**About this exercise**.
Would you return the lines between the one holding "Target — rower in white shirt." and the one holding "Target — large white mainsail.", inclusive, and only those, exactly as they stand in the listing below?

**Task material**.
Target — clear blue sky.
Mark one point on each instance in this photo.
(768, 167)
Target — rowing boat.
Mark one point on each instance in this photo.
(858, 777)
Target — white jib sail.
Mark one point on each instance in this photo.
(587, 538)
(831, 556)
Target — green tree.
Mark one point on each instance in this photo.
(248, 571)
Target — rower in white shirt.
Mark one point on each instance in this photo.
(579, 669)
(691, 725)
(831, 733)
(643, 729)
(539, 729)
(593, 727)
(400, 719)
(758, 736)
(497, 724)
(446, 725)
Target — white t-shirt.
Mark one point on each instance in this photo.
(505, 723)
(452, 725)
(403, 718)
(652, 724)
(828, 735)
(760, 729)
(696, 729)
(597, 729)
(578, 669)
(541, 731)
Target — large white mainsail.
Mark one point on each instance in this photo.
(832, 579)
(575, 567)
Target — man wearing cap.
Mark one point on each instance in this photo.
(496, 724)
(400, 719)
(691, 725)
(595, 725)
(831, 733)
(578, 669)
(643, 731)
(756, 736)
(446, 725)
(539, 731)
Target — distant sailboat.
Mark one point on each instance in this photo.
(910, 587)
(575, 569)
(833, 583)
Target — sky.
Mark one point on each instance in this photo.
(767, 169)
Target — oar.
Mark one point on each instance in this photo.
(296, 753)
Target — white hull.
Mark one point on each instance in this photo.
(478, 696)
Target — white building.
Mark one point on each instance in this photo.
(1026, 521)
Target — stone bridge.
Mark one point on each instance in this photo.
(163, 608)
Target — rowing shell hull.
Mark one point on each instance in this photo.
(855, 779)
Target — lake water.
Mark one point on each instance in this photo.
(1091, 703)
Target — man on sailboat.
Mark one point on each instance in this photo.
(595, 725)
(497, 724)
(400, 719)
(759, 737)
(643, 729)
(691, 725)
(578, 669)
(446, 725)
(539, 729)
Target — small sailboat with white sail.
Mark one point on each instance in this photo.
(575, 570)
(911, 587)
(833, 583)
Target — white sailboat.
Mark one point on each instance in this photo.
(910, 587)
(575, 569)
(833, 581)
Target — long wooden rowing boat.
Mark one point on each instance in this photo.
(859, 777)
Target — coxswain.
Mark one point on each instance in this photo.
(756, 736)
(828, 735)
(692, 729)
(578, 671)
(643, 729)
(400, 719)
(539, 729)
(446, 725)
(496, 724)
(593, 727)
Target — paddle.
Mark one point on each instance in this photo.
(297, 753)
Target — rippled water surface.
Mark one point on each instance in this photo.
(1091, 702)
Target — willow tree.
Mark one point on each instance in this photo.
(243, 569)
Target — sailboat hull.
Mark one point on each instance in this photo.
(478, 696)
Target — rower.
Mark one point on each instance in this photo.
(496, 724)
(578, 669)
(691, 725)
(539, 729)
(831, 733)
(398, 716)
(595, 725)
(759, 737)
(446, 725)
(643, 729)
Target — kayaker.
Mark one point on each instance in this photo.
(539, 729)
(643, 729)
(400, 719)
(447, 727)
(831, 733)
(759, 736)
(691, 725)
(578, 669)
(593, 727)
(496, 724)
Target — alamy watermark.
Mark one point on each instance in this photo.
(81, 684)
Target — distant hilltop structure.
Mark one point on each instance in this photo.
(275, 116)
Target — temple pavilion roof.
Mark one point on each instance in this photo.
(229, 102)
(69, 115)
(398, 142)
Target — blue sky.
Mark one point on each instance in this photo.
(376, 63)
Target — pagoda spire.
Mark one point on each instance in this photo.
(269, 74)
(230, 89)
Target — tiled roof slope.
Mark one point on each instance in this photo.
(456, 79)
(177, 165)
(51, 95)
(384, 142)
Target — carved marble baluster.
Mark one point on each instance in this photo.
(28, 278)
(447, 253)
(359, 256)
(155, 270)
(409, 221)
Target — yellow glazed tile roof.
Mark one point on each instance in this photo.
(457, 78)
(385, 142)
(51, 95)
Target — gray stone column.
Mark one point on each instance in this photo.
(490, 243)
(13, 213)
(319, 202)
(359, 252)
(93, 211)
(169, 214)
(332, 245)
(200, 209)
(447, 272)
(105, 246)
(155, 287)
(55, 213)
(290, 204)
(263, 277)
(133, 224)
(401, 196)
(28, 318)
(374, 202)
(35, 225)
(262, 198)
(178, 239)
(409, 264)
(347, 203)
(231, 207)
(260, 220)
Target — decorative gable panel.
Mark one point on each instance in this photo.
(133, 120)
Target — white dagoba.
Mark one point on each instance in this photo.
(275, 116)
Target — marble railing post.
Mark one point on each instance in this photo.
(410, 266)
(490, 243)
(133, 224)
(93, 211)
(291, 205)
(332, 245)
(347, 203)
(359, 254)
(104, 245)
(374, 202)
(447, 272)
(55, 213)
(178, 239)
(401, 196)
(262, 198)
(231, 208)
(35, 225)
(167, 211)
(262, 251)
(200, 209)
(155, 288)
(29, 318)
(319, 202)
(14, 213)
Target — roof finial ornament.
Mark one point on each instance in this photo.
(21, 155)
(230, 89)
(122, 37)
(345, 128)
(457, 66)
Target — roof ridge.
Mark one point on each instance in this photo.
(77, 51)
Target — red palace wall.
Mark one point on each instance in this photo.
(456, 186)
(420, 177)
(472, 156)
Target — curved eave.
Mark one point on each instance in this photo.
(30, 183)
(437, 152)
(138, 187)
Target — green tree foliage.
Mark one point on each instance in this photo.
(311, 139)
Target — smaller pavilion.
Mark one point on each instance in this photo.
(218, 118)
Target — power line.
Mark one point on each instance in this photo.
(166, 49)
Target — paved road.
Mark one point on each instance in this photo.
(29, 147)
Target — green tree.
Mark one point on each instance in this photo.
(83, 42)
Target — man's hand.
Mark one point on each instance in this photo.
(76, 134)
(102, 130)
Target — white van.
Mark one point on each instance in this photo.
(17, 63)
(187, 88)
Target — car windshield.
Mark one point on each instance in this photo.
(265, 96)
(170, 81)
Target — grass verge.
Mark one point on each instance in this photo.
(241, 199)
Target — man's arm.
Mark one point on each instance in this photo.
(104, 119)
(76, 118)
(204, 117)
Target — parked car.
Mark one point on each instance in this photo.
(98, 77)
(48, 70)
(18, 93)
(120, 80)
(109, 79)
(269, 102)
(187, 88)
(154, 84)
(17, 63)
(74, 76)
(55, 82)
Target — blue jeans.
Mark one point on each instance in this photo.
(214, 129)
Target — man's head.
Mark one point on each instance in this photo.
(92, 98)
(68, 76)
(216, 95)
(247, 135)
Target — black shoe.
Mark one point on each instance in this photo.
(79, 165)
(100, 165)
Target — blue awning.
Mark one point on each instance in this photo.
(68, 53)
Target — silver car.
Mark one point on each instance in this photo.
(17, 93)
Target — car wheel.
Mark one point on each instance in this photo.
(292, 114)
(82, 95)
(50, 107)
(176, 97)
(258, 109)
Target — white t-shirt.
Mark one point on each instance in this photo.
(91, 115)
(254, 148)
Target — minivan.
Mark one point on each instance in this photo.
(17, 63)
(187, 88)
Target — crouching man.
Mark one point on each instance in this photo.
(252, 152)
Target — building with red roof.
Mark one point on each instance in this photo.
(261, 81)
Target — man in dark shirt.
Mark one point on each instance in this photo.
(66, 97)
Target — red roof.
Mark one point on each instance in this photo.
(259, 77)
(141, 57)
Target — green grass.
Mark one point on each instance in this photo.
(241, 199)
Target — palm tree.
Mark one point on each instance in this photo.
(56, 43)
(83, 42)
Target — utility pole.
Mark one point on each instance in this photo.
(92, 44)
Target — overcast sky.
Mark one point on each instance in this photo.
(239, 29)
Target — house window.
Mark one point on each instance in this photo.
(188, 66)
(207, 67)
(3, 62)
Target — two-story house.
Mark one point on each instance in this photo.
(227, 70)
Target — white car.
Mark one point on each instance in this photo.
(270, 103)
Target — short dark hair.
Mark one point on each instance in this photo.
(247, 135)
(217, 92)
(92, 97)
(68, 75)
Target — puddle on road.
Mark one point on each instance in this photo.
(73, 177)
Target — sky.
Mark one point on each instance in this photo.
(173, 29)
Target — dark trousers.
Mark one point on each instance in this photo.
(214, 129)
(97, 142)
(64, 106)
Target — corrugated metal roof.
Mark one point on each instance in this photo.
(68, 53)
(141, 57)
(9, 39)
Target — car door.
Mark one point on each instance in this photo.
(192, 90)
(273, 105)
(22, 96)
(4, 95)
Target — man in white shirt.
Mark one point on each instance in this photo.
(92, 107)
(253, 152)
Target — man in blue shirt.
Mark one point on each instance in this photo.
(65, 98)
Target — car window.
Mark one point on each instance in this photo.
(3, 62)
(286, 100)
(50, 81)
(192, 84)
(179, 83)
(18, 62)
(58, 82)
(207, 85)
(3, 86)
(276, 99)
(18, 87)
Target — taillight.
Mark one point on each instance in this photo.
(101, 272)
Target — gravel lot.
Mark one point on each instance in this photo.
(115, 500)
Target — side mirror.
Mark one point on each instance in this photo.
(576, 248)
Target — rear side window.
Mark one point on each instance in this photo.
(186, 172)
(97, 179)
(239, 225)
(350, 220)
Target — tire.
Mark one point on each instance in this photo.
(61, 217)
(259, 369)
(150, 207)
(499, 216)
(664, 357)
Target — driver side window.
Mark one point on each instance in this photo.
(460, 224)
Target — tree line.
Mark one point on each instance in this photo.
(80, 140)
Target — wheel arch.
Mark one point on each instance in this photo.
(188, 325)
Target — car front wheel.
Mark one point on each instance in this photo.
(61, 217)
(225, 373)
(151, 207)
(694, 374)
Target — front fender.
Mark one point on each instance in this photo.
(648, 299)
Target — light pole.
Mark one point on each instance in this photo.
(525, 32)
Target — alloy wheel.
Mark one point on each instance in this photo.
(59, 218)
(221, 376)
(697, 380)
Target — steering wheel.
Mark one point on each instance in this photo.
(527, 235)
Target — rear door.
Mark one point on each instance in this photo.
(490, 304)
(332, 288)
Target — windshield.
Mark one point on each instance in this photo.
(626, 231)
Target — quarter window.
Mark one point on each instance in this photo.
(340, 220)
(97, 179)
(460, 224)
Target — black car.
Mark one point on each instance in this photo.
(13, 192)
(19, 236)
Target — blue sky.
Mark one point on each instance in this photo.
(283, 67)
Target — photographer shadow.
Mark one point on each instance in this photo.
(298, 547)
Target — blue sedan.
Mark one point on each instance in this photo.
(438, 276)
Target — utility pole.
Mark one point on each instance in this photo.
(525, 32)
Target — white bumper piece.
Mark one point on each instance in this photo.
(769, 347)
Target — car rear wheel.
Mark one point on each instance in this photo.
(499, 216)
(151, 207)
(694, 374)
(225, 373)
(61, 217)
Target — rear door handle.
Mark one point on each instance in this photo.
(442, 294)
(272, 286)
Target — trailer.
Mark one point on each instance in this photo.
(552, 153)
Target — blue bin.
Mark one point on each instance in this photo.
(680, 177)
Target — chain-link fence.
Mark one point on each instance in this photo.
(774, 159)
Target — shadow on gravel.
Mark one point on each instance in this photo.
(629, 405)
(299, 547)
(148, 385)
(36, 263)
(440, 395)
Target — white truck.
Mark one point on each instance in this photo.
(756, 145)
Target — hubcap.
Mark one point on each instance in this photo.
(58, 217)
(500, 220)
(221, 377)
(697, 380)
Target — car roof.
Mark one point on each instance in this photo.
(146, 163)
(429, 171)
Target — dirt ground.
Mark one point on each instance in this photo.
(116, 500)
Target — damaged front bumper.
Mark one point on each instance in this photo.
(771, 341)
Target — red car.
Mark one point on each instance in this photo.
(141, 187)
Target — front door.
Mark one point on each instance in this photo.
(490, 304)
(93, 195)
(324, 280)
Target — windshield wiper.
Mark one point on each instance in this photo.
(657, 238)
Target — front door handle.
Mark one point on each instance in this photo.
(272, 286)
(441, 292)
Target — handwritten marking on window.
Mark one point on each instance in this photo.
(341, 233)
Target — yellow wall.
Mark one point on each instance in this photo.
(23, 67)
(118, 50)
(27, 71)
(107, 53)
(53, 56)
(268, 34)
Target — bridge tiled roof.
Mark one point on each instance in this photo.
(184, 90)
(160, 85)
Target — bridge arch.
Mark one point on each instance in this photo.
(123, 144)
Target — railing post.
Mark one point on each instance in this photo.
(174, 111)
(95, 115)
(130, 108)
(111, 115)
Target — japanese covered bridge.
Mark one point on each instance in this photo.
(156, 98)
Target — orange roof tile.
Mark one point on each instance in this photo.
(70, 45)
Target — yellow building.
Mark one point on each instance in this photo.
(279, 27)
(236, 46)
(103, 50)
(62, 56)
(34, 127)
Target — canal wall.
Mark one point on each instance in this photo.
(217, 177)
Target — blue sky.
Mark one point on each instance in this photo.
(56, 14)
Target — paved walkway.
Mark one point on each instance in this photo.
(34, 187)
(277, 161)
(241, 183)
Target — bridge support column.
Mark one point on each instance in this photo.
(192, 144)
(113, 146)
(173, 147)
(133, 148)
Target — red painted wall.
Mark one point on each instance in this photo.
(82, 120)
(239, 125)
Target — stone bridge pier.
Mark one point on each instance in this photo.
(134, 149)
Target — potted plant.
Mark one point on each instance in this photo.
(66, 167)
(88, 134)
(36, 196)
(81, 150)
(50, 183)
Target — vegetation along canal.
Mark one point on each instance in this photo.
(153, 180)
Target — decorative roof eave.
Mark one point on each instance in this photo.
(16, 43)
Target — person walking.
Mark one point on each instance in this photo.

**Result for this exercise**.
Target — rower in white shirt.
Mark one point on each instance in this photo.
(579, 669)
(691, 725)
(831, 733)
(643, 729)
(539, 729)
(593, 727)
(400, 719)
(758, 736)
(497, 724)
(446, 725)
Target — white t-shirt.
Mark one point on each instance in this photo.
(505, 723)
(452, 725)
(403, 718)
(652, 724)
(828, 735)
(760, 729)
(696, 729)
(597, 729)
(578, 669)
(541, 731)
Target — large white mainsail.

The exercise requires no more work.